Collected data
_ _ _ _ _ _ _
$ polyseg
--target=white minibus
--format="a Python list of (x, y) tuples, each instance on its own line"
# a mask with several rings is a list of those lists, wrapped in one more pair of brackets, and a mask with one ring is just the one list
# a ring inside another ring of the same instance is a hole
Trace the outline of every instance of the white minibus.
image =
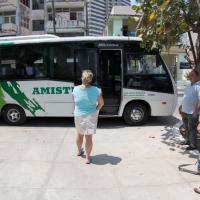
[(0, 112), (10, 125), (27, 117), (72, 117), (81, 72), (94, 73), (105, 105), (100, 116), (141, 125), (175, 110), (175, 82), (158, 51), (137, 37), (0, 38)]

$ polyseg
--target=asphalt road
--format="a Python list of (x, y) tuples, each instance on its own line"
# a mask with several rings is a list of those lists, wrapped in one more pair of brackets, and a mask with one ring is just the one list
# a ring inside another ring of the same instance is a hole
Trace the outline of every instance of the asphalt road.
[(76, 156), (72, 118), (29, 119), (21, 127), (0, 123), (1, 200), (197, 200), (199, 176), (180, 172), (196, 152), (178, 144), (174, 116), (140, 127), (100, 119), (92, 164)]

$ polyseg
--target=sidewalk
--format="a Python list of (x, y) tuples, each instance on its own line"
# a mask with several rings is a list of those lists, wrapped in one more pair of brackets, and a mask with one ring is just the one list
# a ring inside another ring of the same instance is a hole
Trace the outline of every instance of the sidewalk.
[(171, 120), (143, 127), (101, 120), (90, 165), (75, 156), (71, 121), (63, 127), (2, 126), (0, 199), (197, 200), (193, 187), (200, 176), (178, 171), (195, 155), (177, 144)]

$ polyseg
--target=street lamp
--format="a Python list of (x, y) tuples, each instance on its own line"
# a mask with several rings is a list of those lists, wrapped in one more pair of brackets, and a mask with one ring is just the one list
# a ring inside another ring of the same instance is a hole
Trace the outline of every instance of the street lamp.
_ _ _ _ _ _ _
Task goal
Retype every one of the records above word for word, but leave out the pictures.

The reply
$ polyseg
--target=white minibus
--format="a Python list of (x, y) tuples, each instance on its own line"
# a mask with several rings is a list of those lists, wrapped in one more pair of brackets, and a mask with one ring is just the one list
# a ring inside another ring of the same instance is a hole
Trace the outline of every instance of the white minibus.
image =
[(0, 112), (10, 125), (27, 117), (72, 117), (81, 72), (94, 73), (105, 105), (100, 116), (141, 125), (175, 110), (175, 82), (158, 51), (137, 37), (0, 38)]

$ polyseg
--target=asphalt road
--format="a Python list of (x, y) tuples, each instance on its own line"
# a mask with several rings is a list of those lists, wrapped in one more pair of brackets, and a mask with one ring is just the one list
# a ring inside another ring of the same instance is a hole
Trace the outline of every instance of the asphalt road.
[(76, 156), (72, 118), (29, 119), (21, 127), (0, 123), (1, 200), (197, 200), (199, 176), (180, 172), (196, 152), (178, 144), (174, 116), (140, 127), (100, 119), (92, 164)]

$ polyseg
--target=sidewalk
--format="a Python list of (x, y) tuples, each instance on its own line"
# a mask with several rings is a list of those lists, wrapped in one more pair of brackets, and a mask with one ring is just the one list
# a ring inside another ring of the same instance is a hole
Trace the outline of every instance of the sidewalk.
[(171, 120), (143, 127), (101, 120), (90, 165), (75, 156), (71, 121), (63, 127), (2, 126), (0, 199), (197, 200), (193, 187), (200, 176), (178, 171), (195, 155), (177, 144)]

$ polyseg
--target=street lamp
--format="a Python list of (x, y) tuples, each instance on its own line"
# a mask with several rings is a list of those lists, wrapped in one more pair of brackets, and a mask with one ring is just the one list
# a ring inside another ring of the same instance is a hole
Trace the outline of every instance of the street lamp.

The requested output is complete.